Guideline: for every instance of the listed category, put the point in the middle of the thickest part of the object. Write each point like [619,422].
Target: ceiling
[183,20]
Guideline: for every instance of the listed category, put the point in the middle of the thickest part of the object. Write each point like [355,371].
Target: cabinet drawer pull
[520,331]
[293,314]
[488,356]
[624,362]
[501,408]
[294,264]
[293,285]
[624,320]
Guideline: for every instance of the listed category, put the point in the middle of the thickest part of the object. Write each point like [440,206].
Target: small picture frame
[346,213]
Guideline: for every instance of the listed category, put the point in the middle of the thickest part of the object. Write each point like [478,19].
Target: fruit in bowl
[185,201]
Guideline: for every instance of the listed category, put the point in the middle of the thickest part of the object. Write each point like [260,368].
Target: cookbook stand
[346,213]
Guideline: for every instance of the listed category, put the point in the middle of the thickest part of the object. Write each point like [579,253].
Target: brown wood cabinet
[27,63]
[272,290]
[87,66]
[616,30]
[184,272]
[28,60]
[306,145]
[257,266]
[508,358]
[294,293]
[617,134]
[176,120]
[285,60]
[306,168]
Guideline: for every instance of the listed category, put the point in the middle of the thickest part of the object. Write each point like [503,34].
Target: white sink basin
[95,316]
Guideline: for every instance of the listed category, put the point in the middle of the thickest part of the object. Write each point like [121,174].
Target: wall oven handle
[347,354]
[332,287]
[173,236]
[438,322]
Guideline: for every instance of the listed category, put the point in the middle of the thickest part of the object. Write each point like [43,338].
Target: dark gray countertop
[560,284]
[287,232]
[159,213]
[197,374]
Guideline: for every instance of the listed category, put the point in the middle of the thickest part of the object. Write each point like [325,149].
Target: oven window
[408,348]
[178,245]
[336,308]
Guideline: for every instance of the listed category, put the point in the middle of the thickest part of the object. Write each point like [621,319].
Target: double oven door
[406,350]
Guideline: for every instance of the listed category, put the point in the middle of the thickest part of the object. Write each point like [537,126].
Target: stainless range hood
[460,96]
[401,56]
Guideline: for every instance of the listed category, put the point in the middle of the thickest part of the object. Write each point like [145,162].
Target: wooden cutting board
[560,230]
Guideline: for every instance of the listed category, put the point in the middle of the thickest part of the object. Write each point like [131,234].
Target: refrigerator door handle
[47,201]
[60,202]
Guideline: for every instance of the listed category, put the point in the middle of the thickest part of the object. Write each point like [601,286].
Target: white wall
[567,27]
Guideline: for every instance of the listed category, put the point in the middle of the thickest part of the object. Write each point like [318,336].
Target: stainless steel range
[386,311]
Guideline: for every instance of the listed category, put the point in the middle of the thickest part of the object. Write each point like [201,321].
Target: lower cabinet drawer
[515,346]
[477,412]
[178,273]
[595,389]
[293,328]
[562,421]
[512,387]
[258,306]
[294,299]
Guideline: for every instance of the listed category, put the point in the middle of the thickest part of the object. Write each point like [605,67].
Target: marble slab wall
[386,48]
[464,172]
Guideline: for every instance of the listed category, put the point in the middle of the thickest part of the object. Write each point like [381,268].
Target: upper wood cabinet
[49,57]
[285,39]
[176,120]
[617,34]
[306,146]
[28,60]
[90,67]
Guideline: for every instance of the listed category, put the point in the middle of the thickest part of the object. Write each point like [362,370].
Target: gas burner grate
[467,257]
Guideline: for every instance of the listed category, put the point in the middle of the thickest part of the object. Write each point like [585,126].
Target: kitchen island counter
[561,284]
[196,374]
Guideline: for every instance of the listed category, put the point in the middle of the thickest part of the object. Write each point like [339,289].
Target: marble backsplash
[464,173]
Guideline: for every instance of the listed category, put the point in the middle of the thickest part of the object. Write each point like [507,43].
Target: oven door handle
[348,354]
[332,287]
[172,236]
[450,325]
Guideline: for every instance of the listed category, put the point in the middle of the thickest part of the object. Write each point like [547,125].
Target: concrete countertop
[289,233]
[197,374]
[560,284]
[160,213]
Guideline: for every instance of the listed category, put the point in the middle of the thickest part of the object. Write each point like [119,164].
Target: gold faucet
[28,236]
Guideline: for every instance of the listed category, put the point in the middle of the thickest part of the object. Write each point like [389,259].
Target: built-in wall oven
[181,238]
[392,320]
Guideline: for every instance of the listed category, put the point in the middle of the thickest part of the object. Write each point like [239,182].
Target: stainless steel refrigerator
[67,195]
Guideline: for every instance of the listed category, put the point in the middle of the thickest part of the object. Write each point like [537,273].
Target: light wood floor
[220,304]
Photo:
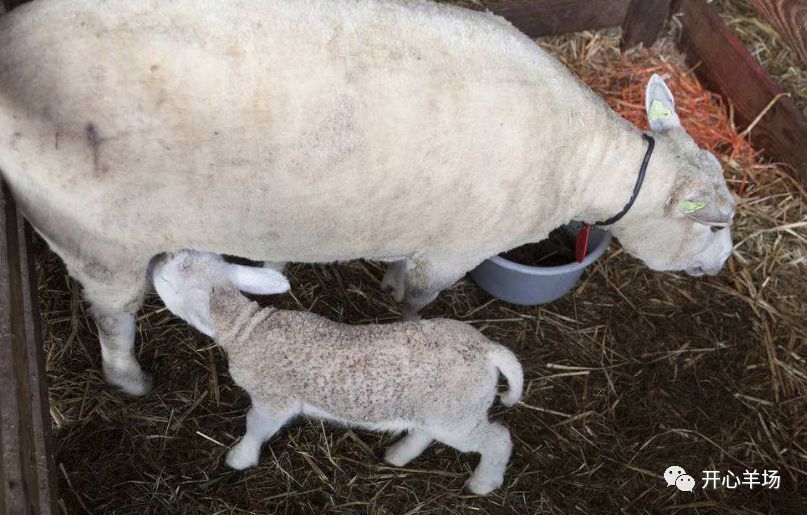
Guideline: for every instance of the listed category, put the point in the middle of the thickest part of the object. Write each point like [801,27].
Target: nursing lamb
[318,131]
[435,379]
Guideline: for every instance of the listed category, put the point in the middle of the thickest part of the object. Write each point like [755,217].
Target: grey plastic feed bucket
[532,285]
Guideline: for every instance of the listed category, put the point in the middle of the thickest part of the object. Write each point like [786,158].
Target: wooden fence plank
[789,17]
[26,465]
[727,67]
[644,21]
[549,17]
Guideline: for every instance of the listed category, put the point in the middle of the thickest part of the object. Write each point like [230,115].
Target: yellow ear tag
[687,206]
[658,111]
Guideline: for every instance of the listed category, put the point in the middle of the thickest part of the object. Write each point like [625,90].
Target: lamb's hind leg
[263,421]
[492,441]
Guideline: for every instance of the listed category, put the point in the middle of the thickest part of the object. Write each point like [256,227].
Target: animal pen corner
[27,470]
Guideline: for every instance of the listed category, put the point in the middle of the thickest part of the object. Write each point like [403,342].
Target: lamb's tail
[508,365]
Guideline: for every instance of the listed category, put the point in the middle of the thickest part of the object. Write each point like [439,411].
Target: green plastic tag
[687,206]
[658,111]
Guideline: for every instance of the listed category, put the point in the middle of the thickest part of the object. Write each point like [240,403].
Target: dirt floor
[633,372]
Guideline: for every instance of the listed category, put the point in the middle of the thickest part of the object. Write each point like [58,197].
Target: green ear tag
[687,206]
[658,111]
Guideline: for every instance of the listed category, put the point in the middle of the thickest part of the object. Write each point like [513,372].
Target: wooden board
[727,67]
[644,21]
[27,479]
[789,17]
[549,17]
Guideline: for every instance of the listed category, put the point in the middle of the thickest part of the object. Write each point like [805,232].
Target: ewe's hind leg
[113,306]
[428,278]
[407,448]
[277,266]
[262,423]
[493,442]
[394,279]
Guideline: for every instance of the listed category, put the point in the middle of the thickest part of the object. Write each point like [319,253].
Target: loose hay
[633,372]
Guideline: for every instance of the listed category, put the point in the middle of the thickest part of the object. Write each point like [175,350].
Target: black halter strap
[651,143]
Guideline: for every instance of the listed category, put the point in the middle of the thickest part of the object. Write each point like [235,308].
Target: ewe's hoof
[240,458]
[131,382]
[479,486]
[393,458]
[410,315]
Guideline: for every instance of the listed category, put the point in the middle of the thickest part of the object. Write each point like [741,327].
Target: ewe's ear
[706,212]
[660,105]
[259,281]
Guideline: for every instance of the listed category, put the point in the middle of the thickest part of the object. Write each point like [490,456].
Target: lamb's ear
[259,281]
[660,105]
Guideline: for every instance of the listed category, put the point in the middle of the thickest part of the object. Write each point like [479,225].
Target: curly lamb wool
[435,379]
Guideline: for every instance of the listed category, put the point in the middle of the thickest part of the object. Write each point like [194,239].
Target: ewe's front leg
[262,423]
[427,279]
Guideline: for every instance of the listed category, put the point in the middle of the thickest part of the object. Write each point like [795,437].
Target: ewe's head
[185,281]
[683,221]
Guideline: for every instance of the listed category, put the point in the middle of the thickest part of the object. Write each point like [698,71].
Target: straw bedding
[631,373]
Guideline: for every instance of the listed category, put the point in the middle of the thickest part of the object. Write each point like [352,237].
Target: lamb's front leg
[263,422]
[407,448]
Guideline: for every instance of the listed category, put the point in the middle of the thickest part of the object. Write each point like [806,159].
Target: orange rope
[703,113]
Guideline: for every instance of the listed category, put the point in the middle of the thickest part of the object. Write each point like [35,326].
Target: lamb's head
[186,279]
[682,217]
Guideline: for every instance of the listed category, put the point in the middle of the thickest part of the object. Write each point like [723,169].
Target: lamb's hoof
[478,486]
[239,458]
[410,315]
[133,382]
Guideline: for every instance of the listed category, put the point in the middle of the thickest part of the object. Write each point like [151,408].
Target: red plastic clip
[581,245]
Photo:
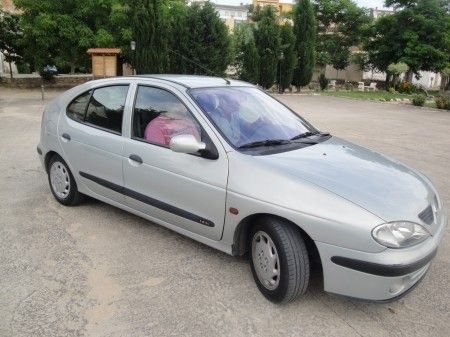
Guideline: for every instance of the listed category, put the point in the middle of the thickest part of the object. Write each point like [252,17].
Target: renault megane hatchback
[223,163]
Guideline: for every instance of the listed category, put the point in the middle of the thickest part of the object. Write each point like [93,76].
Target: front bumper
[377,276]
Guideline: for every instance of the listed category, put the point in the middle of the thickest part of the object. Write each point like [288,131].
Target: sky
[362,3]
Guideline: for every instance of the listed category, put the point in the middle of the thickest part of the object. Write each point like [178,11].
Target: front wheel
[279,260]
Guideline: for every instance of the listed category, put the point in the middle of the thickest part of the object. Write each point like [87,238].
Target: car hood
[382,186]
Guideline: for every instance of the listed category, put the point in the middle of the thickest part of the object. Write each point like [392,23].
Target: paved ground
[97,271]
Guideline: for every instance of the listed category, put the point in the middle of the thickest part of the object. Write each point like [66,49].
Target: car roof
[197,81]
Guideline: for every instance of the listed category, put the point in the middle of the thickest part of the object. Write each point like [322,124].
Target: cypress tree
[247,57]
[251,60]
[289,60]
[267,39]
[149,26]
[209,45]
[305,31]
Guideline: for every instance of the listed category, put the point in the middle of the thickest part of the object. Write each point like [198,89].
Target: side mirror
[186,144]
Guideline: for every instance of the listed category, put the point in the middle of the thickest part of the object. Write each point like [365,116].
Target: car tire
[279,245]
[61,181]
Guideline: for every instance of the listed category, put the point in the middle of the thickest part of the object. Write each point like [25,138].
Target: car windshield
[247,115]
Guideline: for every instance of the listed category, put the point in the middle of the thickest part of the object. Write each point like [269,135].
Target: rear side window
[77,108]
[159,115]
[105,109]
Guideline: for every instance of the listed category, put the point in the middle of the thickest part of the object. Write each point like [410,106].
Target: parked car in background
[224,163]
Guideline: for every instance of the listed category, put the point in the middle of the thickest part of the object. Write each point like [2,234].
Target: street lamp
[133,50]
[280,87]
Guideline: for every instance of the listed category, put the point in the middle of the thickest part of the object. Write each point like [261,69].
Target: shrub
[392,90]
[419,100]
[323,81]
[442,102]
[405,87]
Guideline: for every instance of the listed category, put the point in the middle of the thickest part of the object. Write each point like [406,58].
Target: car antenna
[227,81]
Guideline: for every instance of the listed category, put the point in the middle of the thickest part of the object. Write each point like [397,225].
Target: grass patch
[368,95]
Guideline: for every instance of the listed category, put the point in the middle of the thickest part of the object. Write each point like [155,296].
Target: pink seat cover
[163,128]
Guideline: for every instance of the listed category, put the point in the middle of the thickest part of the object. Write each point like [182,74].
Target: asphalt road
[94,270]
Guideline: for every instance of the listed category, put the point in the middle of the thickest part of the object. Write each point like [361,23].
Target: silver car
[225,164]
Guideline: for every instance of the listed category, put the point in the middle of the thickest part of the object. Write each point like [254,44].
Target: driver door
[182,190]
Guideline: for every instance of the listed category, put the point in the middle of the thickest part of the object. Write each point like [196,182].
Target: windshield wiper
[268,142]
[309,134]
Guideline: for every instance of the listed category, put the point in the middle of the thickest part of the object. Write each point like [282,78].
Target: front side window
[248,115]
[105,109]
[159,115]
[77,108]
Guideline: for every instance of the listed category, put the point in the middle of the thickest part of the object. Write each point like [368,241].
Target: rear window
[77,109]
[105,109]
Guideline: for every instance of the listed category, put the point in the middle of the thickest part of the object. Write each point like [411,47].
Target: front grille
[427,215]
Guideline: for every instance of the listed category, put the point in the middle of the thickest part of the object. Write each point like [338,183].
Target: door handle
[136,158]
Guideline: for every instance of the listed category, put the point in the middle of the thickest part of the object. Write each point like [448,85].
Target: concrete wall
[35,81]
[352,73]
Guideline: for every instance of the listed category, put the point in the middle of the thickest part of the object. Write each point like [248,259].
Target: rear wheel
[279,260]
[62,183]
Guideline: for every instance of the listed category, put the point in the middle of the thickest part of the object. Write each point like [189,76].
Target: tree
[247,57]
[396,69]
[289,59]
[267,40]
[150,31]
[61,33]
[417,34]
[179,38]
[340,26]
[207,49]
[11,34]
[305,30]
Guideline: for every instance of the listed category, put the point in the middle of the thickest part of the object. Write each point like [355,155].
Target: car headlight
[400,234]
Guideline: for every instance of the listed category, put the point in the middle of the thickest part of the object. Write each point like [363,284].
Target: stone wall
[60,81]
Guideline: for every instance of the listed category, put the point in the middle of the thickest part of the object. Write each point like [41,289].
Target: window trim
[89,101]
[143,140]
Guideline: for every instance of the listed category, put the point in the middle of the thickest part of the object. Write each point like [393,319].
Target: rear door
[91,137]
[182,190]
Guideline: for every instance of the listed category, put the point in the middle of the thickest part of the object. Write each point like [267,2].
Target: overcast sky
[362,3]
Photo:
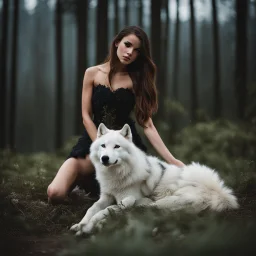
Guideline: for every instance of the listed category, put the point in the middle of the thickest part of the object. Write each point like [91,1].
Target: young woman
[110,92]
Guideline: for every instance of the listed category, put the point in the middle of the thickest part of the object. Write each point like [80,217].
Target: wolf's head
[111,146]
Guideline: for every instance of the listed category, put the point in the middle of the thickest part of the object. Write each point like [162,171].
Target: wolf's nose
[105,159]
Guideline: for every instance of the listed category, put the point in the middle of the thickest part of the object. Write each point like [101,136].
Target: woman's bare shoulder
[93,70]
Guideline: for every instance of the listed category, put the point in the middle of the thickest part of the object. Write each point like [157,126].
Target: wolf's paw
[127,202]
[77,227]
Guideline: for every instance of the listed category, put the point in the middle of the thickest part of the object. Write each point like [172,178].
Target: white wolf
[127,176]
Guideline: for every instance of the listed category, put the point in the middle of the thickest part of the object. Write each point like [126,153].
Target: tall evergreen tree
[241,56]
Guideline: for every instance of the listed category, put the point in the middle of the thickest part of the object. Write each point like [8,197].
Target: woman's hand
[178,163]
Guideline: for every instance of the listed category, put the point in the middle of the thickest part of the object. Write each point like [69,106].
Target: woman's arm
[156,141]
[86,102]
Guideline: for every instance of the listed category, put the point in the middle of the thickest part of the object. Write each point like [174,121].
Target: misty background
[204,50]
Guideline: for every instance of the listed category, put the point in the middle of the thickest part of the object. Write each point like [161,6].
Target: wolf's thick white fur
[127,176]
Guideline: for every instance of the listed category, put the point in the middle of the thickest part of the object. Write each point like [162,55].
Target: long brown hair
[142,72]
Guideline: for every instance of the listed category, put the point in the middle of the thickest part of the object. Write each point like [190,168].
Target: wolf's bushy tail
[220,197]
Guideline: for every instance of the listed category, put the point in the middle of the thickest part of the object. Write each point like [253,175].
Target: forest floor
[31,226]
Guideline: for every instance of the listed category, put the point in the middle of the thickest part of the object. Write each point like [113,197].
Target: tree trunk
[3,72]
[116,25]
[13,77]
[176,52]
[102,30]
[156,49]
[126,13]
[59,75]
[164,62]
[82,8]
[140,13]
[193,91]
[241,56]
[216,54]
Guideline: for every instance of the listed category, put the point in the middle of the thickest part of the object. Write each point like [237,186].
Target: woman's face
[128,49]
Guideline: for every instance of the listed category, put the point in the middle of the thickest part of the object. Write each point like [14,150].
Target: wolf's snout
[104,159]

### Direction
Present the stretch from the line containing "point like [113,197]." through the end of the records as a Markdown table with two columns, Row and Line. Number each line in Row, and leave out any blank lines.

### Solution for this task
| Row | Line |
|---|---|
| 1 | Guideline: for every instance of the listed category, put the point in the middle of the thickest part of the object. Write each point like [113,197]. |
| 2 | Target: tree trunk |
| 3 | [3,72] |
| 4 | [116,25] |
| 5 | [13,77] |
| 6 | [176,52] |
| 7 | [102,30] |
| 8 | [156,49] |
| 9 | [126,13] |
| 10 | [59,75] |
| 11 | [164,62] |
| 12 | [82,8] |
| 13 | [140,13] |
| 14 | [193,91] |
| 15 | [241,56] |
| 16 | [216,54] |
| 17 | Guideline: for every instance of the listed category, put the point in the middle of the thickest part of the object. Write each point like [237,186]. |
| 18 | Target: woman's face |
| 19 | [128,49] |
| 20 | Guideline: for every instance of the listed category, put the point in the middle of the thickest part of the object. Write each point like [14,150]. |
| 21 | Target: wolf's snout |
| 22 | [104,159] |